Rewrite the rows from the start of the records through the line containing "x=473 y=794", changing "annotate" to "mark" and leaving everything else unchanged.

Collected data:
BEGIN

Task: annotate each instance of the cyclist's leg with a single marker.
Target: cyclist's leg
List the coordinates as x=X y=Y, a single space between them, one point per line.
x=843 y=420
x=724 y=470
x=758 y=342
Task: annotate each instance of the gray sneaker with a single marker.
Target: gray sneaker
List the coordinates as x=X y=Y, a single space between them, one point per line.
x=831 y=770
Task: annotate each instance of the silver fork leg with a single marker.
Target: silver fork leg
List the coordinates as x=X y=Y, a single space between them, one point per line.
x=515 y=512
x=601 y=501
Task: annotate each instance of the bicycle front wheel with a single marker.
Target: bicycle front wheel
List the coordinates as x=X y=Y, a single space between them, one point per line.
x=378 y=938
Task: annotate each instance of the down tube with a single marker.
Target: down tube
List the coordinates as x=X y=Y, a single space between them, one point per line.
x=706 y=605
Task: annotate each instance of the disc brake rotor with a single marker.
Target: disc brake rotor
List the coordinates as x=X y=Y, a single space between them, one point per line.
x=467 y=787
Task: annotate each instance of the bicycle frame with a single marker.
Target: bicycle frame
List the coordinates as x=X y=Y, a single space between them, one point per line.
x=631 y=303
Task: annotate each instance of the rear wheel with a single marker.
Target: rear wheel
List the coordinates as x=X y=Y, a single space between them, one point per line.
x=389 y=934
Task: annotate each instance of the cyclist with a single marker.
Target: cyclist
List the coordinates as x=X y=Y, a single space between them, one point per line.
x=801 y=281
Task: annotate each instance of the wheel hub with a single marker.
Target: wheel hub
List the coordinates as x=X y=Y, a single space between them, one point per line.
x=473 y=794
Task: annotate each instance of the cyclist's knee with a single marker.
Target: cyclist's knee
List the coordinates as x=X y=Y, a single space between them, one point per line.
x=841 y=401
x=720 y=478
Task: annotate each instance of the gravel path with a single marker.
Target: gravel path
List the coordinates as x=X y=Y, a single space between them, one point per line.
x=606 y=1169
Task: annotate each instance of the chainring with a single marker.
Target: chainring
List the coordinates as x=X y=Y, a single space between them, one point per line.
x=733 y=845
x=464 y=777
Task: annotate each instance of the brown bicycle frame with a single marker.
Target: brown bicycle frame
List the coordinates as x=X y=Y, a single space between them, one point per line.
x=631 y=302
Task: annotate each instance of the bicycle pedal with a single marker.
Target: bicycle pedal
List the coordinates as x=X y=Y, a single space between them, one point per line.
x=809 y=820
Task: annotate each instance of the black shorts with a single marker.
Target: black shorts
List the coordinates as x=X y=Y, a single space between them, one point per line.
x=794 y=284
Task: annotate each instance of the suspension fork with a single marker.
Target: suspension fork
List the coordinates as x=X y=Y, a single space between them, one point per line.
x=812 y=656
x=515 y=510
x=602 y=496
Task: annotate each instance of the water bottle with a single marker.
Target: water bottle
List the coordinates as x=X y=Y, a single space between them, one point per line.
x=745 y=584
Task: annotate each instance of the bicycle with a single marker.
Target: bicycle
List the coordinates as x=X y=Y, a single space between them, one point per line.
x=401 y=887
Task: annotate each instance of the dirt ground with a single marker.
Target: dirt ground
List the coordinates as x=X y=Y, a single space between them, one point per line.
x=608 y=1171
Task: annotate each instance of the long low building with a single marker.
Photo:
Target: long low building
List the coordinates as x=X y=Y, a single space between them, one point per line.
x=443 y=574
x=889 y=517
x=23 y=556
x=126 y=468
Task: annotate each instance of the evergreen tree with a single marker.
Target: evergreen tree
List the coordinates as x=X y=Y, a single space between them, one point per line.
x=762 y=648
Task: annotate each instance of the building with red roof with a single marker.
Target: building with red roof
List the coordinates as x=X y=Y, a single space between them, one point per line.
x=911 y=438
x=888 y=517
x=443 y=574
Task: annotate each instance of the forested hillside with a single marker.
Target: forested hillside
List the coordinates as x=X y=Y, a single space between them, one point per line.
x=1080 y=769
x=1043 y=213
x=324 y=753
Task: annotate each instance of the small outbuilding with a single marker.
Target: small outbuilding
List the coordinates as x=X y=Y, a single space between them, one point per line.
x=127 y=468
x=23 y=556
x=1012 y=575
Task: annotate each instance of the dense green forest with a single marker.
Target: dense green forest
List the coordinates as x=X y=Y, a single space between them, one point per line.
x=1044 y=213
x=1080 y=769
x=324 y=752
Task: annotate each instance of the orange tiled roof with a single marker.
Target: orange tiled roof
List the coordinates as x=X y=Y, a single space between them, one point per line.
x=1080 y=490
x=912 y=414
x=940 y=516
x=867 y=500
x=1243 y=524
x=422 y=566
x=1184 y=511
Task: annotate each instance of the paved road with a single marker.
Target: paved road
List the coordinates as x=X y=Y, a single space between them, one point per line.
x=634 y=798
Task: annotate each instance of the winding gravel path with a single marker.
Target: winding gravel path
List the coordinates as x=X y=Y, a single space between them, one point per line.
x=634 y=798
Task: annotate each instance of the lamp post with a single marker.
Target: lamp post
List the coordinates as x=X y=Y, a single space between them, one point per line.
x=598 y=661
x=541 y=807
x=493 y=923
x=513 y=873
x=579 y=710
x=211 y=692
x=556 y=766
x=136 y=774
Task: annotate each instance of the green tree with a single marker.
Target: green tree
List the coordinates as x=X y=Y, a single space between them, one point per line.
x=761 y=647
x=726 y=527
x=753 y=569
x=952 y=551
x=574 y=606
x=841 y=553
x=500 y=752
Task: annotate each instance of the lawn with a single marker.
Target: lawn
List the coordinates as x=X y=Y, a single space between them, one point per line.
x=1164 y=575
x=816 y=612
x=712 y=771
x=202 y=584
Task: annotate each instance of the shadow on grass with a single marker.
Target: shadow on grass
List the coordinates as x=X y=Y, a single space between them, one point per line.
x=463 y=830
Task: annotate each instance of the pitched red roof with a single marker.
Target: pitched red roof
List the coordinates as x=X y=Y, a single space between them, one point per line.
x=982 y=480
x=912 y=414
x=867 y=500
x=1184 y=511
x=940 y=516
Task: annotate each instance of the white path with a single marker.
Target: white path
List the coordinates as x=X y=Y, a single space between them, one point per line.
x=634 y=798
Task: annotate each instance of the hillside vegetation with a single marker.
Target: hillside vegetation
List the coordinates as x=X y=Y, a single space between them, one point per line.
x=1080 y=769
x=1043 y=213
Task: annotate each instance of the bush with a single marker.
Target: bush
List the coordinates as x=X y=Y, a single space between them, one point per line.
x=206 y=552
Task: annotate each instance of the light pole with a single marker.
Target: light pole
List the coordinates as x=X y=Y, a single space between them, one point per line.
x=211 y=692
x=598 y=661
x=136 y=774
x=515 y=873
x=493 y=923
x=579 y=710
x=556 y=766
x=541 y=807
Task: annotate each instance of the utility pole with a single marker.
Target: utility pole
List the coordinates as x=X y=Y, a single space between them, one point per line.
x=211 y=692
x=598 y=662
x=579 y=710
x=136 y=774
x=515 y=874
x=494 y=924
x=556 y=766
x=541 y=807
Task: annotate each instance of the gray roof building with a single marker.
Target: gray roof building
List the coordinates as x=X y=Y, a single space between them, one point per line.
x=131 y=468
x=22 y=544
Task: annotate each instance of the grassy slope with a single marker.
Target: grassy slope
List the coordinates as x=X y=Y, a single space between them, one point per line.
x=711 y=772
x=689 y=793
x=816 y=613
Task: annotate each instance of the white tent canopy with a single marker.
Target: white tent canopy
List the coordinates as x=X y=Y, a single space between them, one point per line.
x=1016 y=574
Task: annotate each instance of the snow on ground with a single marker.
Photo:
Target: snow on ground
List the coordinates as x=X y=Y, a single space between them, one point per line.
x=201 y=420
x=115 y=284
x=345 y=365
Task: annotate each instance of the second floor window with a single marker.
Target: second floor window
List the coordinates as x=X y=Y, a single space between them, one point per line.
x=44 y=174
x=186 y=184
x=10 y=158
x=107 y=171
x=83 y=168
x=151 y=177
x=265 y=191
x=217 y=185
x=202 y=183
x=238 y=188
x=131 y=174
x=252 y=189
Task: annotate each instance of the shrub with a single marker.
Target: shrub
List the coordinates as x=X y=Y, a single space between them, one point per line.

END

REPLY:
Task: mark each instance of the cyclist's leg with a single marker.
Target: cyclist's leg
List the coordinates as x=X y=Y, a single space between them, one point per line.
x=843 y=420
x=724 y=470
x=758 y=342
Task: mark each instance of the gray sneaker with a single marker.
Target: gray sneaker
List the coordinates as x=X y=Y, a single space between them, one point per line.
x=831 y=770
Task: mark each instance of the silver fork leg with a single marker.
Target: silver fork leg
List the coordinates as x=X y=Y, a single space between them, one point per line.
x=515 y=512
x=601 y=501
Task: mark each instance of the bicycle front wheel with a single marker.
Target: bicycle front wheel
List the coordinates as x=X y=Y, a single space between them, one point per line.
x=378 y=938
Task: mark each instance of the down tube with a single marker.
Target: down tube
List the coordinates as x=X y=Y, a single space between them, one point per line.
x=706 y=605
Task: mark each instance of the disc brake rotor with a single marker.
Target: disc brake rotor
List the coordinates as x=X y=Y, a single space between them, one point per line.
x=467 y=787
Task: mark each instance of the bicycle frame with a single marker.
Target: bicycle frame
List the coordinates as x=X y=Y, a single space between them, one point per line.
x=631 y=303
Task: mark each instance of the rear wheel with a single marker.
Target: rear wheel
List the coordinates as x=X y=Y, a single space between them, one point per line.
x=389 y=934
Task: mark each instance of the cyclist with a single marker.
Target: cyclist
List the coordinates as x=X y=Y, a single space between them, one point per line.
x=801 y=281
Task: mark each instance of the wheel hub with a single marker.
Target: wheel hub
List the coordinates as x=X y=Y, a single space between them, one point per line.
x=473 y=794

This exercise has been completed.